Exercise prompt: A copy is needed of each line in the records that has the word "jacket".

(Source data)
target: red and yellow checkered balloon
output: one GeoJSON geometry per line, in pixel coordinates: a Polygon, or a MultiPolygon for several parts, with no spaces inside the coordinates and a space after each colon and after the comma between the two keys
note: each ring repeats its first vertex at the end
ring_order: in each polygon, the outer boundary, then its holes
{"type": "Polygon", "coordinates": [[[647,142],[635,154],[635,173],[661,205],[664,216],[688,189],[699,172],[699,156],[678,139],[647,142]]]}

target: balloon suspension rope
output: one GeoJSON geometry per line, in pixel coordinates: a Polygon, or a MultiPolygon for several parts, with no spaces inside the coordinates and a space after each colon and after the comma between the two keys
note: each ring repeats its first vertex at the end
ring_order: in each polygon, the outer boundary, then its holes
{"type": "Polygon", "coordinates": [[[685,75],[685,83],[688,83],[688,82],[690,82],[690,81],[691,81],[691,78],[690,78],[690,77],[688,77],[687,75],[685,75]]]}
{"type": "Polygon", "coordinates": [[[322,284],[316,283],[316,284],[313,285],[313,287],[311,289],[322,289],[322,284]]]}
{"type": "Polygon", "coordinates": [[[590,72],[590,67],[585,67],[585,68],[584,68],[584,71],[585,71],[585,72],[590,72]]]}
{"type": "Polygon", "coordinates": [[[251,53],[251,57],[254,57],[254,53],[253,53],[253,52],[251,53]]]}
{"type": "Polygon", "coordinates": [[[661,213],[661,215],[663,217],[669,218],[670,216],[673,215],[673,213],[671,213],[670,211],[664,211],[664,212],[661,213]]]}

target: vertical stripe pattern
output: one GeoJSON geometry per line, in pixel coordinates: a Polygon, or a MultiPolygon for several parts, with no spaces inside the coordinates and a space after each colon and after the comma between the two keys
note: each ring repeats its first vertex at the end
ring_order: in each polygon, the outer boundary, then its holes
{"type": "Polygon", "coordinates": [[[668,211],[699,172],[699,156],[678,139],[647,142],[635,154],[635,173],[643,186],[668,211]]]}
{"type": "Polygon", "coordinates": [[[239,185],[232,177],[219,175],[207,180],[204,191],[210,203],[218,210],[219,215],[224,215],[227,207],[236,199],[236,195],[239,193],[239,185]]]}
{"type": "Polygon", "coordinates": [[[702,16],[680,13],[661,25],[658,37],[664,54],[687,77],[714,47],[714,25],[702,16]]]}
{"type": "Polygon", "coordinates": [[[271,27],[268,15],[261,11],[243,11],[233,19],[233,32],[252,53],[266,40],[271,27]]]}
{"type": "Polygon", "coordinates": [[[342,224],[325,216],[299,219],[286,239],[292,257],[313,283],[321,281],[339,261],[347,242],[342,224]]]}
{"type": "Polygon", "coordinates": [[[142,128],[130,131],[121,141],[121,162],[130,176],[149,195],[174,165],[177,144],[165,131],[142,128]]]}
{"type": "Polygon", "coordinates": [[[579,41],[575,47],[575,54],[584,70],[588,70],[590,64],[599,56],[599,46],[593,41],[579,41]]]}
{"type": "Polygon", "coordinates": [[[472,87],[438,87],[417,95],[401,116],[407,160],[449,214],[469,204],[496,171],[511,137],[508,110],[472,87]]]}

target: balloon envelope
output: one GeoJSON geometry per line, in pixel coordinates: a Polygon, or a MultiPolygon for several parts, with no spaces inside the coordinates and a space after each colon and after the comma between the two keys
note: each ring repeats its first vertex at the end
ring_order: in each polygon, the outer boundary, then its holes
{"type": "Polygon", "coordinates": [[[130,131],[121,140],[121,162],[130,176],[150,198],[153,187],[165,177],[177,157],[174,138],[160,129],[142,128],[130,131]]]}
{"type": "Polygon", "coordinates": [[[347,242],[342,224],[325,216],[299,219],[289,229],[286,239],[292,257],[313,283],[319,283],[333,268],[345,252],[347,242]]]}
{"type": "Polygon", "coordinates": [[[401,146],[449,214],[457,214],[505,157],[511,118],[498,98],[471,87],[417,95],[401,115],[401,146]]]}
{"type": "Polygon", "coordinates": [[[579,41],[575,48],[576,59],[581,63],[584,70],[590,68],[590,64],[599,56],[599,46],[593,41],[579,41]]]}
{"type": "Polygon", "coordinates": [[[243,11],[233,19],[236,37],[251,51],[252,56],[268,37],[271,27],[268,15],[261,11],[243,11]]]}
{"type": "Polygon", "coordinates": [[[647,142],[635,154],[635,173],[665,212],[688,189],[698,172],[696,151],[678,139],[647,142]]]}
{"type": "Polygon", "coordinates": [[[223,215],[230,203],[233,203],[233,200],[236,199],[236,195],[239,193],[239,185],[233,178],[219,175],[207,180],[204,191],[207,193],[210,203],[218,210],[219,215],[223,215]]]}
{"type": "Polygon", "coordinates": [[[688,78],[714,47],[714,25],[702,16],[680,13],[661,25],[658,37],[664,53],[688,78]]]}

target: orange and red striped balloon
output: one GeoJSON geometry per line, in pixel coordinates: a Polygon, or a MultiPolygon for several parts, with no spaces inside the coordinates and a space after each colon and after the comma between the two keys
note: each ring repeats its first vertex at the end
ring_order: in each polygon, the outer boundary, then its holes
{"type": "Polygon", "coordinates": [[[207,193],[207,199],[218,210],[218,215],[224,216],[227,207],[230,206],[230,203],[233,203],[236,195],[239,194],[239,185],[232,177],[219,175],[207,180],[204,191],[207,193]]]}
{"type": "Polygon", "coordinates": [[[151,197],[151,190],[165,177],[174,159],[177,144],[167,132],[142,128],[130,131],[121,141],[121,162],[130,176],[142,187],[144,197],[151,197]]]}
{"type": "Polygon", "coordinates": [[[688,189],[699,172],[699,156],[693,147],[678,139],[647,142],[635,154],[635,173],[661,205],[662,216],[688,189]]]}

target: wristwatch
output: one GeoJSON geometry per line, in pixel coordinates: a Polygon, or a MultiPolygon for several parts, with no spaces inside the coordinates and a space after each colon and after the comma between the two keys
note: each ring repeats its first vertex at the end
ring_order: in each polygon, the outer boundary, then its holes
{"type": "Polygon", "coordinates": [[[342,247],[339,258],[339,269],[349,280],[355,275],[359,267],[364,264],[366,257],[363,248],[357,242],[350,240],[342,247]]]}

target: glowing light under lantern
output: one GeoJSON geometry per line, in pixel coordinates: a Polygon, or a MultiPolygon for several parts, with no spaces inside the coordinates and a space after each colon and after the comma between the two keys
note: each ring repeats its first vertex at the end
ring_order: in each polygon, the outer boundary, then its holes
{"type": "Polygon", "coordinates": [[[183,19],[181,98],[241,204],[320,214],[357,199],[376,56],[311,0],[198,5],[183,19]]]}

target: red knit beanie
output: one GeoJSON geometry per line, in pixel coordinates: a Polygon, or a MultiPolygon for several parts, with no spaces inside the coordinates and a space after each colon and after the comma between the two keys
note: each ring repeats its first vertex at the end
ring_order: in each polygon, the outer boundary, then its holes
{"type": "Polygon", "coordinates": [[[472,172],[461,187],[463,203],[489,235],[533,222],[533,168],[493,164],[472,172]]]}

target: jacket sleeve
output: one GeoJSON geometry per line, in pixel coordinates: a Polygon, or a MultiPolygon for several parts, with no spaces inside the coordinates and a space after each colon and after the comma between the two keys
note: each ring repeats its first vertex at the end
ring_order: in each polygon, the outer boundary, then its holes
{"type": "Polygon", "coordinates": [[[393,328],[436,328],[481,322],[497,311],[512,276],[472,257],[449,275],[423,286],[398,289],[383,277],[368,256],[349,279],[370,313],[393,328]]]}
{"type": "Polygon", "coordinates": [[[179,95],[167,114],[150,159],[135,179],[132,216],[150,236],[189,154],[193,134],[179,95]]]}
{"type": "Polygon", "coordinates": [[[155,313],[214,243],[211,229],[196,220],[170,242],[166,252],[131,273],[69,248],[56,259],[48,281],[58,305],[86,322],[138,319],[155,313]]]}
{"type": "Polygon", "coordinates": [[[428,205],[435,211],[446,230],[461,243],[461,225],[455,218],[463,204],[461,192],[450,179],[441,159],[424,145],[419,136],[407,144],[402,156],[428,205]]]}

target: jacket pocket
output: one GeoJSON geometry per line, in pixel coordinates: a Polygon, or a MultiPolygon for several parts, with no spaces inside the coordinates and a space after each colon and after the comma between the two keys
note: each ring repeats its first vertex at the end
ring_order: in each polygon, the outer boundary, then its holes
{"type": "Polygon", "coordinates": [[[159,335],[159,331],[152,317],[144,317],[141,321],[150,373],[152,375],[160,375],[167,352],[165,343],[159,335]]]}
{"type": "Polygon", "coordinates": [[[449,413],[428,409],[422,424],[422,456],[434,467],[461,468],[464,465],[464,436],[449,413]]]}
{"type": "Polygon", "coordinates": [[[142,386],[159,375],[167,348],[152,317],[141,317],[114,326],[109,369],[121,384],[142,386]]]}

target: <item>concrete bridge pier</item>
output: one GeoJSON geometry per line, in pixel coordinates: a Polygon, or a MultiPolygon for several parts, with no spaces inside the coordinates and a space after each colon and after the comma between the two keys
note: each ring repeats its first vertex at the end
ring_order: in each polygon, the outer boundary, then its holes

Output below:
target: jacket sleeve
target: jacket pocket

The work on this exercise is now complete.